Jim Kayes’ Blog: The unworried well
The story of an old farm dog reminds Jim that there is nothing worse as a parent than not noticing when your child is truly sick.
His name was Rock, he had a hole in his heart and he really should have been shot.
Rock was a working dog but he struggled to keep up with the other dogs on my mate’s farm and was forever in trouble for lagging, or simply lying down on the job.
Talk about being stuck between your name and a hard place because Rock was a food bill with nothing to show for it.
His days were numbered but then a doctor who used to ride the farm’s horses on the weekends noticed Rock and how he battled to keep up. He convinced my mate’s Dad to get the vet to take a look and Rock was found to have a hole in his heart.
Perhaps because of the guilt attached to not knowing that he had been doing his best all those years with a dodgy ticker, Rock was retired and allowed to spend his days in the sun, on the porch.
“Reminds me again what a crap person I am,” my mate said in a text when I was checking the facts around Rock.
He’s not. He’s a champion bloke but I know how he feels because there is nothing worse as a parent than not noticing when your child is truly sick.
Even worse is when the doctors can’t get to the bottom of what’s wrong. The youngest complained about a month ago of being short of breath.
She’s asthmatic so we thought that was playing up and, by the time we had left it a few days and then eventually got an appointment with the GP, it was probably a week since she first complained.
A locum also thought it was asthma, upped her medication and sent us on our way. Next visit, a few days later, it was thought to be acid reflux, then a third visit and a chest x-ray suggested pneumonia. Fourth visit and we were dispatched to the hospital where the flu was mentioned. By then it was me taking the deep breaths.
We, as parents, sort-of ignored the initial complaints which is something I reckon a lot of busy parents do. My big sister, who is a nurse, used to tell her kids if there wasn’t blood and bone sticking out then to keep playing – and I’m a bit like that too.
One shocking “miss” was when the eldest did a somersault on my sister’s trampoline and somehow kneed herself in the cheek. She’d gouged the inside of the cheek out and though she told me as much, somehow I failed to notice how bad it was.
Even worse was when I flew to South Africa for work not knowing I’d left my wife at home not just with two very young kids but also a dose of swine flu. Perhaps I inherited this nonchalance from Mum who left me one day with a broken leg when I was four as she thought it was sprained. She did give me some Pamol.
As for Rock, he’s dead now, but he did get to enjoy his last few years in the sun.
“He still tried to run out with the others,” my mate said, “but we’d let him turn back whenever he gave up after that.”
The youngest’s spell of poor health has also created a positive because it reminded us as parents in our busy lives, we can be quick to ignore and dismiss what the girls are trying to tell us.
It’s a timely reminder to slow down or even pause, and with that in mind we’ve turned to the games’ box as a way to reconnect. The cards are out, and so too is Monopoly. We played the other day and the youngest destroyed me in such a rapid and brutal manner that it was me left gasping.
“Dad,” the budding property tycoon said, the cheeky smile back for the first time in this four-week recovery from what now we suspect was the flu, “perhaps it’s you who needs to go to the hospital now.”

▶ **MATERIAL SHOWN**:

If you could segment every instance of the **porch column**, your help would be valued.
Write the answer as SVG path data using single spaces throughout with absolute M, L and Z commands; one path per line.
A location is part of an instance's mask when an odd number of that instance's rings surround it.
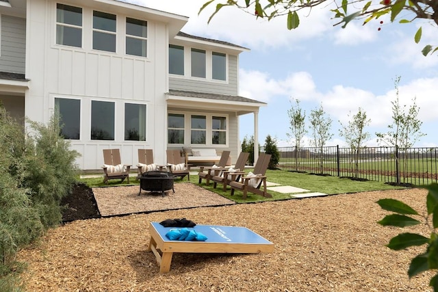
M 259 159 L 259 111 L 254 111 L 254 164 Z

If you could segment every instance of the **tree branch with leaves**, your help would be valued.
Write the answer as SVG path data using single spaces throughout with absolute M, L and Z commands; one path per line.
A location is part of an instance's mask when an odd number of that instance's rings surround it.
M 256 18 L 266 18 L 268 21 L 276 17 L 287 16 L 287 29 L 294 29 L 300 25 L 298 12 L 305 9 L 324 5 L 330 7 L 333 4 L 335 8 L 331 9 L 333 18 L 339 21 L 334 25 L 342 25 L 342 28 L 352 20 L 363 20 L 363 25 L 373 20 L 389 14 L 391 23 L 411 23 L 417 19 L 425 19 L 438 25 L 438 0 L 382 0 L 380 2 L 367 0 L 210 0 L 201 8 L 199 14 L 205 8 L 214 3 L 216 3 L 214 12 L 211 14 L 208 22 L 224 7 L 235 7 Z M 328 8 L 330 9 L 330 8 Z M 352 10 L 350 11 L 350 10 Z M 399 18 L 400 12 L 408 12 L 408 18 Z M 308 12 L 308 13 L 310 13 Z M 420 42 L 422 29 L 420 27 L 414 36 L 414 41 Z M 422 51 L 427 55 L 438 51 L 438 47 L 427 44 Z

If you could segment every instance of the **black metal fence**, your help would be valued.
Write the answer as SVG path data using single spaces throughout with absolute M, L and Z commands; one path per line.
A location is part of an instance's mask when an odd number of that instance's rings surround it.
M 357 179 L 427 185 L 438 182 L 438 148 L 279 147 L 278 168 Z M 260 147 L 264 152 L 264 147 Z

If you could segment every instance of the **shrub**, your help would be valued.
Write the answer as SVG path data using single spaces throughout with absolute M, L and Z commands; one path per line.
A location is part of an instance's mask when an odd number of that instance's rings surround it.
M 250 165 L 254 165 L 254 136 L 251 136 L 249 140 L 246 136 L 244 137 L 244 140 L 242 142 L 242 152 L 249 153 L 248 163 Z
M 280 161 L 280 152 L 276 147 L 276 140 L 272 139 L 270 135 L 268 135 L 265 140 L 265 153 L 271 155 L 268 168 L 270 170 L 276 169 Z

▶ **EXERCISE INSTRUCTIONS**:
(1) In the blog post, what did the vet find wrong with Rock?
(2) Transcribe the blog post from "His name was" up to and including "on the porch.".
The data above is separate from the blog post.

▶ **REPLIES**:
(1) He had a hole in his heart.

(2)
His name was Rock, he had a hole in his heart and he really should have been shot.
Rock was a working dog but he struggled to keep up with the other dogs on my mate’s farm and was forever in trouble for lagging, or simply lying down on the job.
Talk about being stuck between your name and a hard place because Rock was a food bill with nothing to show for it.
His days were numbered but then a doctor who used to ride the farm’s horses on the weekends noticed Rock and how he battled to keep up. He convinced my mate’s Dad to get the vet to take a look and Rock was found to have a hole in his heart.
Perhaps because of the guilt attached to not knowing that he had been doing his best all those years with a dodgy ticker, Rock was retired and allowed to spend his days in the sun, on the porch.